→ **Problem**: In the Oak Ridge National Laboratory success story about AMDx, what city is the startup company based in?

Oak Ridge National Laboratory

Partnerships and Technology Transfer

Success Stories

Preventing blindness focus of ORNL technology, AMDx

Automated Medical Diagnostics (AMDx), a startup company based in Memphis, envisions its product helping to preserve the sight of millions of people at risk of vision loss from diabetic retinopathy.
Using Telemedical Retinal Image Analysis and Diagnosis, a technology recently licensed by AMDx from the Department of Energy's Oak Ridge National Laboratory and the University of Tennessee Health Science Center, patients can quickly be screened for the disease in their primary care doctor's office and other remote sites, permitting early detection and referral for diabetic retinopathy and other retinal diseases.

Oak Ridge National Laboratory researchers Ken Tobin (left) and Tom Karnowski see TRIAD as something that could be a life-changer for people at risk of diabetic retinopathy and other potentially blinding diseases. (Photo by Ron Walli/ORNL)"If diabetic retinopathy is detected early, treatments can preserve vision and significantly reduce the incidence of debilitating blindness," said Edward Chaum, an ophthalmologist and Plough Foundation professor of retinal diseases at the UT Health Science Center Hamilton Eye Institute in Memphis. Chaum and ORNL's Ken Tobin, partners in AMDx, led the team that developed a method for teaching computers to aid in the diagnosis of diabetic retinopathy and other blinding eye diseases.

→ **Material shown**:
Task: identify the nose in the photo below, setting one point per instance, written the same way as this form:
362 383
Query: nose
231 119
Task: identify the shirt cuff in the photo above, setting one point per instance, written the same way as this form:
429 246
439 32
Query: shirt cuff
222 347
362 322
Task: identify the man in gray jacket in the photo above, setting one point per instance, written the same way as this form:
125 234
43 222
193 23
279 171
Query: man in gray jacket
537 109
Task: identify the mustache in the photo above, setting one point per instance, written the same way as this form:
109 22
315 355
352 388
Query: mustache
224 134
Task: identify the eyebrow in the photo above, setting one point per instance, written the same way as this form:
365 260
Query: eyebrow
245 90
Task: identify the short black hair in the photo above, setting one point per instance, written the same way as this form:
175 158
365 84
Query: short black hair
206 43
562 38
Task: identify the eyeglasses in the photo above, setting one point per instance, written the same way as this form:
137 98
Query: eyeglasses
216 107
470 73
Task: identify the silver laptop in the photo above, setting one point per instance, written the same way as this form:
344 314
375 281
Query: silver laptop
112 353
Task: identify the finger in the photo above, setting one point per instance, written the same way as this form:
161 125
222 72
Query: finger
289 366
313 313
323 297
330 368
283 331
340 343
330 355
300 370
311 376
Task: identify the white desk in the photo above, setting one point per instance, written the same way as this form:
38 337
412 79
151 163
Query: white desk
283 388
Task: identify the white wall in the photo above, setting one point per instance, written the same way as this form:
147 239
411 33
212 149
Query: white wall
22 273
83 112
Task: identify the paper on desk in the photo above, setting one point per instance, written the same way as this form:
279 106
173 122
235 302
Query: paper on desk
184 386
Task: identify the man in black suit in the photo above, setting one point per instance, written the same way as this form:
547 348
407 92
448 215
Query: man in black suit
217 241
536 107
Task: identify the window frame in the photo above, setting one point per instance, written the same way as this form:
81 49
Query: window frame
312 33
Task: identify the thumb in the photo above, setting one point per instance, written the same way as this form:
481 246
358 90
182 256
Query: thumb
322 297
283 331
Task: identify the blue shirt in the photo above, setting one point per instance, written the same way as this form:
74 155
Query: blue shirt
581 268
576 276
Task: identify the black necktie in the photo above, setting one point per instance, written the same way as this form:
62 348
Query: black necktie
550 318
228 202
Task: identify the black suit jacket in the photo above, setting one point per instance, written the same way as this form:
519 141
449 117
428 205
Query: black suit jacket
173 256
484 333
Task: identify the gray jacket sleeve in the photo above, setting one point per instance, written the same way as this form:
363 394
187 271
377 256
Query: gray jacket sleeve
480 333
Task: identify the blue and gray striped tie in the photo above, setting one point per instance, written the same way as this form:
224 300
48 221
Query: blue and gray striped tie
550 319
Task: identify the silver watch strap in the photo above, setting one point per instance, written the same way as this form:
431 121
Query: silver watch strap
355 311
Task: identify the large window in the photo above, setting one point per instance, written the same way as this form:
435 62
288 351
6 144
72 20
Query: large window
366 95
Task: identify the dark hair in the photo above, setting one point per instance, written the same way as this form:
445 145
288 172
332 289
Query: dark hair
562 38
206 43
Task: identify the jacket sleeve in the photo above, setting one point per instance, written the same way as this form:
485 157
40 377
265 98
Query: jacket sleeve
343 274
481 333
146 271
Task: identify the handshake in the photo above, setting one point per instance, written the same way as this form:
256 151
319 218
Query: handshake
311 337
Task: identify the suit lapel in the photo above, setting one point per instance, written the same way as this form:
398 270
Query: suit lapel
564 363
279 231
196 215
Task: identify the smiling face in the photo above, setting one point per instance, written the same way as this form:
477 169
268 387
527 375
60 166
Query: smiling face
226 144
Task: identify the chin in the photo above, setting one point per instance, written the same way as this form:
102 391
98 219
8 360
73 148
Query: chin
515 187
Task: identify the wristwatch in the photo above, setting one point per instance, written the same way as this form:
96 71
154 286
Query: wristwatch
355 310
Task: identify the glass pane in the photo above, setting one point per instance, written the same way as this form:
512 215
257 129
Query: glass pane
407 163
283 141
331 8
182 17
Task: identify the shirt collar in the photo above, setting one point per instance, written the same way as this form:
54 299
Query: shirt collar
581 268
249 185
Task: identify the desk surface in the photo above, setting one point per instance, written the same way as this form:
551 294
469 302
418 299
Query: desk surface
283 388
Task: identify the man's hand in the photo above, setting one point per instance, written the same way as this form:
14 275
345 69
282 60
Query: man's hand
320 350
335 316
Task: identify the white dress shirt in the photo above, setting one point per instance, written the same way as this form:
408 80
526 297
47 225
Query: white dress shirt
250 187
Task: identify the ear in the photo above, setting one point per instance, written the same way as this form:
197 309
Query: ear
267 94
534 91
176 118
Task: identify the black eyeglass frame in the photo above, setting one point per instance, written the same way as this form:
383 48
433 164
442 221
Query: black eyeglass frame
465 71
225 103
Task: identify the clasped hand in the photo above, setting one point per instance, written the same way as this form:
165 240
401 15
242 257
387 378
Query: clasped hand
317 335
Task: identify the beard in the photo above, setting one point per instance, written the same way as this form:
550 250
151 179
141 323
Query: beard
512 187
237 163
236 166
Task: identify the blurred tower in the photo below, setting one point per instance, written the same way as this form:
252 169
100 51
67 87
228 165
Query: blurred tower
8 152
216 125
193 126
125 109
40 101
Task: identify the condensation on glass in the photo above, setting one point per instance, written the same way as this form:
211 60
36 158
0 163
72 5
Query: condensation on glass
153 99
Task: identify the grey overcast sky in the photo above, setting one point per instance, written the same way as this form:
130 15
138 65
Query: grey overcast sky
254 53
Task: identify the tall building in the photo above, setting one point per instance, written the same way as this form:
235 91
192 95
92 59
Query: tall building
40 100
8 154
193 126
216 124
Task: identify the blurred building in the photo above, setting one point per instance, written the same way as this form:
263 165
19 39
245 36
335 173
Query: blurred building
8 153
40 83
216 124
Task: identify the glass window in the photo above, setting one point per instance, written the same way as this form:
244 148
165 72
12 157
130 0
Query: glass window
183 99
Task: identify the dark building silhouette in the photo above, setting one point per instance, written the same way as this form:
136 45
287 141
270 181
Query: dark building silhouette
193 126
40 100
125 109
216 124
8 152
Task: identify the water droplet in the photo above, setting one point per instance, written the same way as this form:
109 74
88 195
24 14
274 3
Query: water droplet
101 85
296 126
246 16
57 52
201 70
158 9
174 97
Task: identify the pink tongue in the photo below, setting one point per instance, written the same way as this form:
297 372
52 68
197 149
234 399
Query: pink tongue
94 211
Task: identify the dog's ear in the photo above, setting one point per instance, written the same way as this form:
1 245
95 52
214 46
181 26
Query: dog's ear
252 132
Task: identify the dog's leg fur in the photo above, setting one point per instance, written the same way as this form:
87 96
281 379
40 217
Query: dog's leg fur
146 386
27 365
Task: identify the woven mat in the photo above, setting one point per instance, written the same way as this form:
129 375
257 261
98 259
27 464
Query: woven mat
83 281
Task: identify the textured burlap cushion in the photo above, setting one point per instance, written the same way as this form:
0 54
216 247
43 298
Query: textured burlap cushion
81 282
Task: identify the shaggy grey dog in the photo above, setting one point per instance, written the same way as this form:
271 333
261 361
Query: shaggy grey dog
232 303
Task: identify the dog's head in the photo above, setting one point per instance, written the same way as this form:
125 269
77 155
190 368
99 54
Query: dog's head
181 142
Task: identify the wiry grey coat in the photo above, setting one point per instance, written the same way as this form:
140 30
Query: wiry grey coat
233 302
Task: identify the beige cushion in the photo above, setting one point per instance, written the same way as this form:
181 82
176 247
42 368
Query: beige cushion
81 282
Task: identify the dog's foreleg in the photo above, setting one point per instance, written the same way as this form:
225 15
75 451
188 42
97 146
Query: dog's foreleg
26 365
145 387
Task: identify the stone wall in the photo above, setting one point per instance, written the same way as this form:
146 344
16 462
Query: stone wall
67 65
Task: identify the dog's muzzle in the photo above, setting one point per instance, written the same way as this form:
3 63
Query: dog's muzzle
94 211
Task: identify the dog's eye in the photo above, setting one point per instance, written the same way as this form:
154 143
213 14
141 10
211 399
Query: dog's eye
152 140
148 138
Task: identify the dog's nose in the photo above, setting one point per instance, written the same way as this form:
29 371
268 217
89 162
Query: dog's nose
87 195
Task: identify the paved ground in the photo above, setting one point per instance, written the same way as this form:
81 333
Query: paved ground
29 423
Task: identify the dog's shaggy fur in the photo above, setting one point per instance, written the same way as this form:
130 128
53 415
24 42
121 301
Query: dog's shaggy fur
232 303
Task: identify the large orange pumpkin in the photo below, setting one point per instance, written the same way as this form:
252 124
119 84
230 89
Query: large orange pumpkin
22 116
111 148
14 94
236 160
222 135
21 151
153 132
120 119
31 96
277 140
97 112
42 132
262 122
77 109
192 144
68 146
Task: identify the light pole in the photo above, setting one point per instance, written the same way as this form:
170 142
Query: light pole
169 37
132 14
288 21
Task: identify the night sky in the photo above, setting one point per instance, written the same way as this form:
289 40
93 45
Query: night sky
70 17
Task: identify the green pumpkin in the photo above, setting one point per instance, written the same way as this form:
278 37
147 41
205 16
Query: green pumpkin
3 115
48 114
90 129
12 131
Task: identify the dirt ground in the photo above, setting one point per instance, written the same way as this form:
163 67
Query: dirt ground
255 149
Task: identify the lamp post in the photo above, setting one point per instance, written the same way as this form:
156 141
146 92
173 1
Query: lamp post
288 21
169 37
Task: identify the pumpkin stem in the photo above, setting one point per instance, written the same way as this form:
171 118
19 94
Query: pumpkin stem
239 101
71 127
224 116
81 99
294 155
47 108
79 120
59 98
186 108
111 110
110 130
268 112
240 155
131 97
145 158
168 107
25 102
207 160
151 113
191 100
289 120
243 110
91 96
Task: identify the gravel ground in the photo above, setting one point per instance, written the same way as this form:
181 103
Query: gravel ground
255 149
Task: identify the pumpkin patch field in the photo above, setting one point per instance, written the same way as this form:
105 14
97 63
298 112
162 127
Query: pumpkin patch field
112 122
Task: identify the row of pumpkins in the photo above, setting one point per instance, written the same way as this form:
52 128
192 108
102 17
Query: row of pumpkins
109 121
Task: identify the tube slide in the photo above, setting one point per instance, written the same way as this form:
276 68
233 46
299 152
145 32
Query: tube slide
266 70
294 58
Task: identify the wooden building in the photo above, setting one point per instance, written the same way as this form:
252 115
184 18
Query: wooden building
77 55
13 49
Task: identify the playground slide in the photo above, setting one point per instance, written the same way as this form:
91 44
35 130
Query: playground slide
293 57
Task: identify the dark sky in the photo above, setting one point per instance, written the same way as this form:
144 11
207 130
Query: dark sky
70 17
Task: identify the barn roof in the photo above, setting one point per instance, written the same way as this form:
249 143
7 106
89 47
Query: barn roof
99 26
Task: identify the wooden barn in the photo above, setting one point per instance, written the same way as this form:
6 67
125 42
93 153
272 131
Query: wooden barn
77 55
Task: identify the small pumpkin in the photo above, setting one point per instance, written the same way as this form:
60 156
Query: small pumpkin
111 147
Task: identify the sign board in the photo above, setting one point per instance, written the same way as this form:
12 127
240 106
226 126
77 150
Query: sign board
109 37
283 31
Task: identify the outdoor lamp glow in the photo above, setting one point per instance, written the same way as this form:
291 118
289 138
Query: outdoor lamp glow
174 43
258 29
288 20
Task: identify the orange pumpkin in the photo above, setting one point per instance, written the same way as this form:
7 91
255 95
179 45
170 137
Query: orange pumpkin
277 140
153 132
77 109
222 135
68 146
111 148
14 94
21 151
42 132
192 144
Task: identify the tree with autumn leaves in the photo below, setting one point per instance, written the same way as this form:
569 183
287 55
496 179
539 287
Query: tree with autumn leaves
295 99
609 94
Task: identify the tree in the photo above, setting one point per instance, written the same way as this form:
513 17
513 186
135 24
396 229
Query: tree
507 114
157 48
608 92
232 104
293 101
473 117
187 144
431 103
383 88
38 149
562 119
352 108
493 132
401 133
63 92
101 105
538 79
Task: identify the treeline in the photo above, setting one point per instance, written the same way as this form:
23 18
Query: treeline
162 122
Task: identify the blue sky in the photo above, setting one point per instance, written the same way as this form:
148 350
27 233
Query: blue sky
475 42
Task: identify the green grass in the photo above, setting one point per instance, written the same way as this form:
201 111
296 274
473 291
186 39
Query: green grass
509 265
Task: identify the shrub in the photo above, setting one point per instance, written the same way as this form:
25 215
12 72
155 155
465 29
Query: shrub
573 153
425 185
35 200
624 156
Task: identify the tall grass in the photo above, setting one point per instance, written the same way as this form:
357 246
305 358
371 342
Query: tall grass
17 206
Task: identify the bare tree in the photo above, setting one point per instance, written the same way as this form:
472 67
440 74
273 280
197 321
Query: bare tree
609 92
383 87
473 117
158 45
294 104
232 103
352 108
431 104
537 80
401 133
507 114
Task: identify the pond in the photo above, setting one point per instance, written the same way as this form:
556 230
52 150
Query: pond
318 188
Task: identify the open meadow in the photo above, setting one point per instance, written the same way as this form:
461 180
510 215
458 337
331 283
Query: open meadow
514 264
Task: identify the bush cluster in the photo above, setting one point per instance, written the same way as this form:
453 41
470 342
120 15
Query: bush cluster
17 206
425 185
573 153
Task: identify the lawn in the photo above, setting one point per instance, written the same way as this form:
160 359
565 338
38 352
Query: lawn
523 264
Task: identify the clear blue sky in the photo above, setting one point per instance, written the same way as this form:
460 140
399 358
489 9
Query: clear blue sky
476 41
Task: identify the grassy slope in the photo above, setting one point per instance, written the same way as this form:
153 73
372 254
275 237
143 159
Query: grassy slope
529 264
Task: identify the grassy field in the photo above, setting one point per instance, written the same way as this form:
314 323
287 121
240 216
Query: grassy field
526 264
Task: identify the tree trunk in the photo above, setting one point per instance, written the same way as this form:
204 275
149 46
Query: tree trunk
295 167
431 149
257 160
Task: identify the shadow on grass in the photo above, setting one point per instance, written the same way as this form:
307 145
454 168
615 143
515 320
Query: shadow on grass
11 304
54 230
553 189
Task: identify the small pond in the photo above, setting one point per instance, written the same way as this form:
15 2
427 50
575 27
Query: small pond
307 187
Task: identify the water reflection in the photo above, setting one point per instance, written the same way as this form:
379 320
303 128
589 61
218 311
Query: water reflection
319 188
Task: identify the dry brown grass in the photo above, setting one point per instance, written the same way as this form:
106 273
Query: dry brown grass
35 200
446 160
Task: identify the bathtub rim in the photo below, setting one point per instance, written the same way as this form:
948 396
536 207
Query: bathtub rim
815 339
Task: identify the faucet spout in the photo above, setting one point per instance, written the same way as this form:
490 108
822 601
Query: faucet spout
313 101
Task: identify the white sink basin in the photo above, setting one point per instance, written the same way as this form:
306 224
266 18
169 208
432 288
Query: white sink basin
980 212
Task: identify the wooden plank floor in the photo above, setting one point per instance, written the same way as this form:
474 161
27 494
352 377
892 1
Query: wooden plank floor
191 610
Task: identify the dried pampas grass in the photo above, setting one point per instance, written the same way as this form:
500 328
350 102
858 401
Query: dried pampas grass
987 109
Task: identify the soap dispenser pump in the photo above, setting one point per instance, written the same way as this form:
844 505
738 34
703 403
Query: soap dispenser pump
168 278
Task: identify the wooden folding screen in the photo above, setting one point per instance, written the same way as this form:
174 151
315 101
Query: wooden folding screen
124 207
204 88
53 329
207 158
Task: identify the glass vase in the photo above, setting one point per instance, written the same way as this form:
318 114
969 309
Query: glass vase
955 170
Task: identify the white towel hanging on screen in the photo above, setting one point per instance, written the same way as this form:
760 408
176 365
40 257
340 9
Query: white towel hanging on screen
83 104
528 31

→ **Result**: Memphis